Find every row below that contains the word "green", and copy each of those rows in full.

>>

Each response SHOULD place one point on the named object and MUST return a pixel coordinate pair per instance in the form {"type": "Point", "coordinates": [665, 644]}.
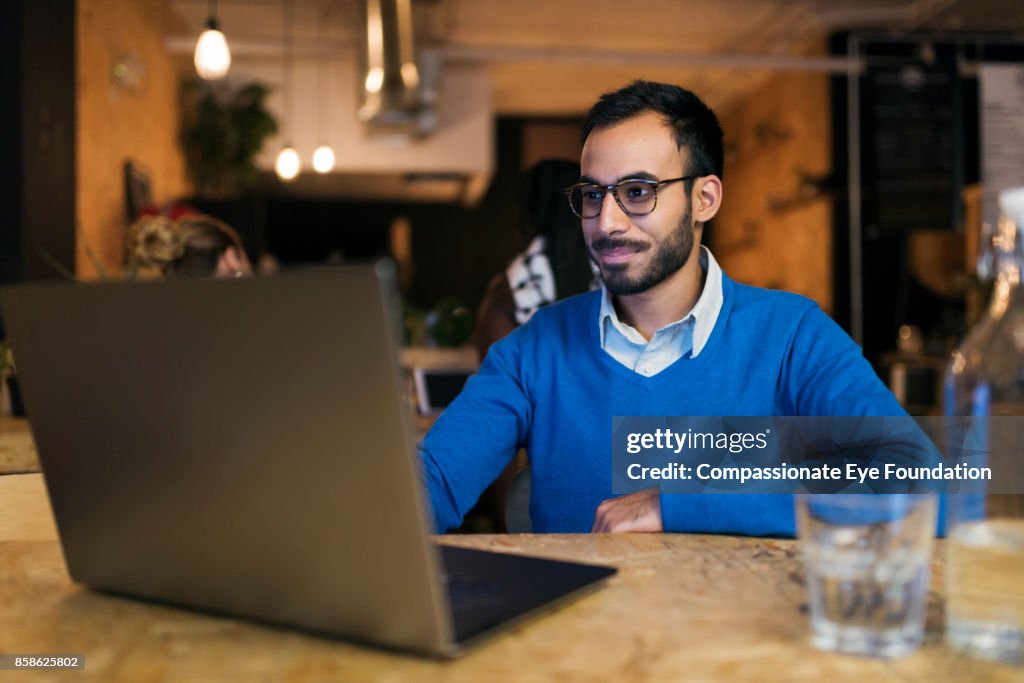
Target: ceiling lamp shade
{"type": "Point", "coordinates": [287, 166]}
{"type": "Point", "coordinates": [213, 57]}
{"type": "Point", "coordinates": [324, 159]}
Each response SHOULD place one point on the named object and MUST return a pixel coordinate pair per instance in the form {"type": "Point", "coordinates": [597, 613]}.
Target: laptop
{"type": "Point", "coordinates": [243, 446]}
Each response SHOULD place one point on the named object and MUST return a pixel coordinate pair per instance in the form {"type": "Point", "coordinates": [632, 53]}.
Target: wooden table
{"type": "Point", "coordinates": [17, 450]}
{"type": "Point", "coordinates": [682, 608]}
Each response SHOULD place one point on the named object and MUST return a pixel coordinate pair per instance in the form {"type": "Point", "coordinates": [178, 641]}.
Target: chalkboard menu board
{"type": "Point", "coordinates": [909, 148]}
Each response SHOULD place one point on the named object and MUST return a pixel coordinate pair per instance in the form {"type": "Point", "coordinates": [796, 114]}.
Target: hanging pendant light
{"type": "Point", "coordinates": [324, 155]}
{"type": "Point", "coordinates": [213, 57]}
{"type": "Point", "coordinates": [288, 164]}
{"type": "Point", "coordinates": [324, 159]}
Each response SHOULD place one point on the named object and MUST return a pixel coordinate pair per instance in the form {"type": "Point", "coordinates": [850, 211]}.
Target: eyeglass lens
{"type": "Point", "coordinates": [635, 197]}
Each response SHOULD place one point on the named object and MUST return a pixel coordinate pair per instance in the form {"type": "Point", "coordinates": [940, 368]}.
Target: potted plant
{"type": "Point", "coordinates": [223, 130]}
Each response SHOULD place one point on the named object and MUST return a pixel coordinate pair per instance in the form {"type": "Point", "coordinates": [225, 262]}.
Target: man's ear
{"type": "Point", "coordinates": [707, 198]}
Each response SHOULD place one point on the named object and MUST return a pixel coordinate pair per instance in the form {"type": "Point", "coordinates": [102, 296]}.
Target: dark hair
{"type": "Point", "coordinates": [694, 125]}
{"type": "Point", "coordinates": [543, 210]}
{"type": "Point", "coordinates": [204, 240]}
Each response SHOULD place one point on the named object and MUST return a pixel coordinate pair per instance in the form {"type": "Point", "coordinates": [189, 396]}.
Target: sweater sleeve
{"type": "Point", "coordinates": [826, 374]}
{"type": "Point", "coordinates": [748, 514]}
{"type": "Point", "coordinates": [477, 435]}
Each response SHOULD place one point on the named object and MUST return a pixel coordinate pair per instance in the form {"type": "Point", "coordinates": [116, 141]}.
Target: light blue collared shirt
{"type": "Point", "coordinates": [672, 342]}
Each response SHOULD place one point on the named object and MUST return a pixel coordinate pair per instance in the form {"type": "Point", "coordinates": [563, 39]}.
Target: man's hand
{"type": "Point", "coordinates": [635, 512]}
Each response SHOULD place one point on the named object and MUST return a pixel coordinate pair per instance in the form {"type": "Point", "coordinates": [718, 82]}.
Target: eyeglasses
{"type": "Point", "coordinates": [635, 198]}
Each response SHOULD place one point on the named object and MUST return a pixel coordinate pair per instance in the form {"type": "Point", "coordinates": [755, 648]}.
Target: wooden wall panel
{"type": "Point", "coordinates": [117, 123]}
{"type": "Point", "coordinates": [772, 230]}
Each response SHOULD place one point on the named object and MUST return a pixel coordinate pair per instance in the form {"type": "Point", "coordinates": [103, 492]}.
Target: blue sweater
{"type": "Point", "coordinates": [550, 387]}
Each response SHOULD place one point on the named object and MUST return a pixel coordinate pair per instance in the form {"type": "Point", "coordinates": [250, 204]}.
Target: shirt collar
{"type": "Point", "coordinates": [705, 311]}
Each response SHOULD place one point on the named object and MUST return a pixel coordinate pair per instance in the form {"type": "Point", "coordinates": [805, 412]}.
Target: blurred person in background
{"type": "Point", "coordinates": [193, 246]}
{"type": "Point", "coordinates": [555, 264]}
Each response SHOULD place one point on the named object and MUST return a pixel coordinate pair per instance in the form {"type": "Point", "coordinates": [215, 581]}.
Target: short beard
{"type": "Point", "coordinates": [670, 257]}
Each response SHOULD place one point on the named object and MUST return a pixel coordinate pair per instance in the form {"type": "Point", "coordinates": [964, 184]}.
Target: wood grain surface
{"type": "Point", "coordinates": [682, 608]}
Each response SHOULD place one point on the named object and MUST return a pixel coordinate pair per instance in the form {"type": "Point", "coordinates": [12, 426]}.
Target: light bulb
{"type": "Point", "coordinates": [288, 164]}
{"type": "Point", "coordinates": [212, 56]}
{"type": "Point", "coordinates": [324, 159]}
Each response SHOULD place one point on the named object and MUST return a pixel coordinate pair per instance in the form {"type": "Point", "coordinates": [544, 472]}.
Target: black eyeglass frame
{"type": "Point", "coordinates": [613, 188]}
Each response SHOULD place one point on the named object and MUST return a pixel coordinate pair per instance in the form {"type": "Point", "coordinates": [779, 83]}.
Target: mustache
{"type": "Point", "coordinates": [606, 244]}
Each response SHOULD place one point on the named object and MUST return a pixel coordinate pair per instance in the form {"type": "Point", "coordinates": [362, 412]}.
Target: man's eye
{"type": "Point", "coordinates": [636, 190]}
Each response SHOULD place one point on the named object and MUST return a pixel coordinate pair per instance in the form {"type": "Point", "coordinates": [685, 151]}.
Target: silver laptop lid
{"type": "Point", "coordinates": [240, 445]}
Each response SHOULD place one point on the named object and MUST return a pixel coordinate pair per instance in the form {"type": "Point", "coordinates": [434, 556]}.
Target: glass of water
{"type": "Point", "coordinates": [866, 560]}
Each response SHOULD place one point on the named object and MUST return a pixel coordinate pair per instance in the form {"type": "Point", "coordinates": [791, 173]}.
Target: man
{"type": "Point", "coordinates": [669, 334]}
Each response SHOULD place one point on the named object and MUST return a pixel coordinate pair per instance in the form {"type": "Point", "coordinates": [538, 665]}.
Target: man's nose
{"type": "Point", "coordinates": [611, 219]}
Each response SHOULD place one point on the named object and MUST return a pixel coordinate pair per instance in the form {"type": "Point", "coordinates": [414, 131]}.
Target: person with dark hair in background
{"type": "Point", "coordinates": [193, 246]}
{"type": "Point", "coordinates": [555, 263]}
{"type": "Point", "coordinates": [669, 334]}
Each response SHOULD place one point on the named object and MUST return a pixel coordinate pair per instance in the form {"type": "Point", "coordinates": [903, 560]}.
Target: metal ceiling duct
{"type": "Point", "coordinates": [391, 89]}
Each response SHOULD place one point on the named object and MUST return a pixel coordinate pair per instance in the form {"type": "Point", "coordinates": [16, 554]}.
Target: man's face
{"type": "Point", "coordinates": [636, 253]}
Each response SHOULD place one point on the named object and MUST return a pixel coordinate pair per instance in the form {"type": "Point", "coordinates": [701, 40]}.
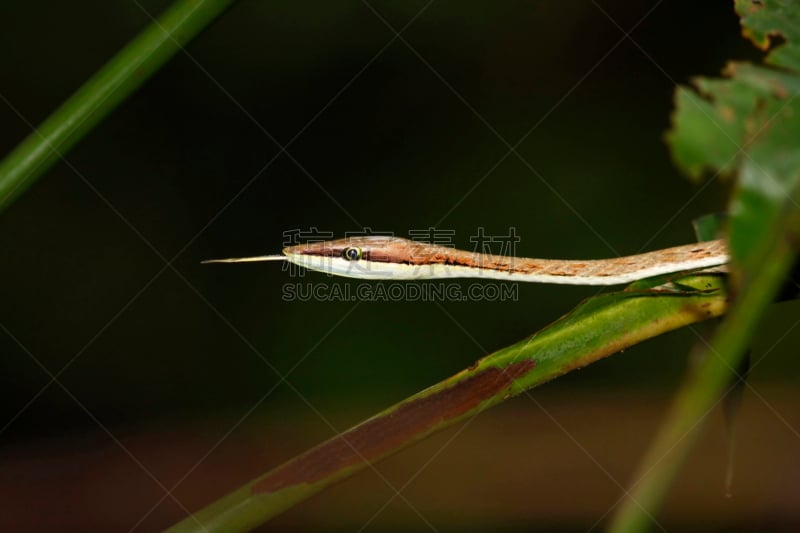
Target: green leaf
{"type": "Point", "coordinates": [747, 125]}
{"type": "Point", "coordinates": [597, 328]}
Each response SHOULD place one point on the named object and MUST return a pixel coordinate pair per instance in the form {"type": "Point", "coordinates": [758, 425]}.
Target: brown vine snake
{"type": "Point", "coordinates": [380, 257]}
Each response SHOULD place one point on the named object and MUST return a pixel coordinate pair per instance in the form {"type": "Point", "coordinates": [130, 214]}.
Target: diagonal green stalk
{"type": "Point", "coordinates": [597, 328]}
{"type": "Point", "coordinates": [96, 98]}
{"type": "Point", "coordinates": [709, 382]}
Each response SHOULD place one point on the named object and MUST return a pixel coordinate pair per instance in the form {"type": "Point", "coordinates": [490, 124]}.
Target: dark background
{"type": "Point", "coordinates": [160, 368]}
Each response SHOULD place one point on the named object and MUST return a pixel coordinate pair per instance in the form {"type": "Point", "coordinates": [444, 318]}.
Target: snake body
{"type": "Point", "coordinates": [381, 257]}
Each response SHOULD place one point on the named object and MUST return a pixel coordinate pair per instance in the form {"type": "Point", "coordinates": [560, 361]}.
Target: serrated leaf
{"type": "Point", "coordinates": [763, 20]}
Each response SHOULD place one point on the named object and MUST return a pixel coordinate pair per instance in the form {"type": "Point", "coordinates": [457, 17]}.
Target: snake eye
{"type": "Point", "coordinates": [352, 253]}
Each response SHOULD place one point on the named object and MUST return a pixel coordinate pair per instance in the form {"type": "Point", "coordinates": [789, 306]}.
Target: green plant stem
{"type": "Point", "coordinates": [706, 385]}
{"type": "Point", "coordinates": [597, 328]}
{"type": "Point", "coordinates": [96, 98]}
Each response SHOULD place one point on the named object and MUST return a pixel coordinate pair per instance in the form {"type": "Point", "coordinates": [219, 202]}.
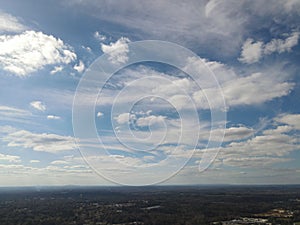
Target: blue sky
{"type": "Point", "coordinates": [233, 90]}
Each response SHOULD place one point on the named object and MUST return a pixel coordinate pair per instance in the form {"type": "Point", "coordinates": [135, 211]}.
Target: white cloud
{"type": "Point", "coordinates": [8, 113]}
{"type": "Point", "coordinates": [10, 158]}
{"type": "Point", "coordinates": [99, 114]}
{"type": "Point", "coordinates": [80, 67]}
{"type": "Point", "coordinates": [149, 120]}
{"type": "Point", "coordinates": [291, 119]}
{"type": "Point", "coordinates": [117, 52]}
{"type": "Point", "coordinates": [44, 142]}
{"type": "Point", "coordinates": [249, 90]}
{"type": "Point", "coordinates": [253, 51]}
{"type": "Point", "coordinates": [99, 36]}
{"type": "Point", "coordinates": [59, 162]}
{"type": "Point", "coordinates": [38, 105]}
{"type": "Point", "coordinates": [122, 118]}
{"type": "Point", "coordinates": [9, 23]}
{"type": "Point", "coordinates": [56, 69]}
{"type": "Point", "coordinates": [232, 133]}
{"type": "Point", "coordinates": [31, 51]}
{"type": "Point", "coordinates": [271, 146]}
{"type": "Point", "coordinates": [281, 45]}
{"type": "Point", "coordinates": [53, 117]}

<<

▶ Solution to this exercise
Target: green leaf
Target: diagonal green stalk
Target: green plant stem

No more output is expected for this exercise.